(Location labeling records)
○ ○ ○ ○

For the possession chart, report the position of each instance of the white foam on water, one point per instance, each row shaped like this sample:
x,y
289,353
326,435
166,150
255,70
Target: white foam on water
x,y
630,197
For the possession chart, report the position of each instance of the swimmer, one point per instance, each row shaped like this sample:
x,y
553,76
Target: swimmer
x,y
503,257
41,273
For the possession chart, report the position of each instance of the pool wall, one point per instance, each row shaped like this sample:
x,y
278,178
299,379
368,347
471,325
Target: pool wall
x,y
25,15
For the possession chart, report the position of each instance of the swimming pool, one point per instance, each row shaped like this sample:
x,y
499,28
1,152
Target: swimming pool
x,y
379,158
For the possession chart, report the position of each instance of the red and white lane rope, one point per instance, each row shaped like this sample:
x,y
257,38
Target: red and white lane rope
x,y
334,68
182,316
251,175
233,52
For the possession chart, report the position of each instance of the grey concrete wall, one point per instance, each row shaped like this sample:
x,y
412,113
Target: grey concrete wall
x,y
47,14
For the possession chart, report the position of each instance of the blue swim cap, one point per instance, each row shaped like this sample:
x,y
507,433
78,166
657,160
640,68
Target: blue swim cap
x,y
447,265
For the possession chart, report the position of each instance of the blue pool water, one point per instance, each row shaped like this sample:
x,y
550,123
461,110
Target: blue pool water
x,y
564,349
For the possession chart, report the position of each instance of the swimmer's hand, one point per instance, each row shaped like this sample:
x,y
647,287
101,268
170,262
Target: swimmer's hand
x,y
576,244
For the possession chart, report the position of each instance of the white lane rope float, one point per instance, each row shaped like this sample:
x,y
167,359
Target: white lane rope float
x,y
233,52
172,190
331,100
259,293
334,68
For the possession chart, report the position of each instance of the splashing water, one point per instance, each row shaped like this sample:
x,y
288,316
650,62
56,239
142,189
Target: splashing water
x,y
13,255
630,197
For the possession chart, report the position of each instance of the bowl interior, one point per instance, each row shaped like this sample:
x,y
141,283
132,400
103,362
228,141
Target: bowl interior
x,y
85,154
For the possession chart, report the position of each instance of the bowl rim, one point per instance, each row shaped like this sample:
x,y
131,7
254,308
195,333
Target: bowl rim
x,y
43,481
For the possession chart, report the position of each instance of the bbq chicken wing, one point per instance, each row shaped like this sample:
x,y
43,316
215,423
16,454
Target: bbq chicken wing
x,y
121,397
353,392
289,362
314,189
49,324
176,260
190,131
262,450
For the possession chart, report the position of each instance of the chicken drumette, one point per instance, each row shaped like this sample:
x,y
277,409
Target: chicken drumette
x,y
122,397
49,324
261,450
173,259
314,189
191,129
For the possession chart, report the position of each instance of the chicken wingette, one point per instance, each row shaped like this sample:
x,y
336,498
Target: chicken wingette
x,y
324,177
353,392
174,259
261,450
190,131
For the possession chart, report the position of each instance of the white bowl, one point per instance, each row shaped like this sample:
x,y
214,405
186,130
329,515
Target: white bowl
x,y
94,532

○ ○ ○ ○

Rewrite the lines above with every "possession chart" changed to "location log", leaving all other text intact.

For the location log, report the position of each instance of the white foam on water, one point per instance, each row shaped like this sample:
x,y
289,353
326,435
166,150
255,70
Target: white foam on water
x,y
630,197
For the location log, report the position of each instance of the swimmer, one point per instance, each row shaped like this sample:
x,y
553,76
Target: swimmer
x,y
503,257
41,273
For the location log, report the position of each instance of the pool wall, one point per instance, each row shaped like this sample:
x,y
278,178
299,379
368,347
471,325
Target: pool wall
x,y
25,15
For the location log, report the position of each instance of the swimming pool, one point per instance, each row shaped like this sample:
x,y
499,28
1,152
Target: swimming pool
x,y
379,158
For the location log, report the position of each instance of the red and white lane rope, one point per instance, each row shaped like this sample:
x,y
257,38
Target: red and white lane rope
x,y
334,68
182,316
251,175
233,52
For the location log, report the position of each instance of the grey concrete wall, one point per instance, each row shaped like this sample:
x,y
412,113
Target: grey concrete wall
x,y
47,14
For the location log, report the position of each instance of the blue swim cap, one point per instance, each row shaped like this sample:
x,y
507,433
78,166
657,160
640,68
Target: blue swim cap
x,y
447,265
For the location log, report the position of each instance of the blue pool water, one point per instance, each row shaped like this sample:
x,y
550,123
461,110
Target: blue pool water
x,y
564,349
For the location log, report the position of each instance of the swimmer's hand, one point per instance, each row shaped like this sample:
x,y
647,287
101,268
170,262
Target: swimmer's hand
x,y
576,244
For the location log, report the position of each instance of the white lane rope float, one point per instance, each row shaped like this sample:
x,y
167,359
Target: white lane rope float
x,y
233,52
172,190
331,100
259,293
334,68
For the location log, report the position of each instance of the splashing water, one point per instance, each row shaped like this sample:
x,y
288,316
650,62
56,239
142,189
Target: splashing water
x,y
13,255
630,197
For the location log, report the position of each instance of the bowl interior, one point per instance, each row shaped like this sample:
x,y
141,283
132,400
103,362
228,141
Target: bowl interior
x,y
85,154
For the location log, report the position of each instance of the bowl rim, one point per instance, each row shaped like this sample:
x,y
131,7
254,308
195,333
Target: bowl rim
x,y
43,481
For the location log, report the position of each instance of the bbq chicken wing, one point per instance, each row shaped like this sample:
x,y
43,316
215,423
16,454
Target: bbq chicken wing
x,y
121,397
353,392
289,362
314,189
49,324
176,260
190,131
262,450
For the location log, report the position of each instance of the chicken drumette, one point per instance, each row shaped like this sample:
x,y
277,409
Target: chicken drumette
x,y
122,397
49,324
261,450
173,259
314,189
191,129
For the location log, report the position of each instance of the chicken wingette, one point per instance, each row shaped like this sample:
x,y
336,498
Target: chicken wingette
x,y
324,177
353,392
174,259
261,450
190,131
For the location log, report the position of each instance of the white bowl, one point per instance, each row shaped like this sample:
x,y
214,405
186,130
329,515
Target: white bowl
x,y
94,532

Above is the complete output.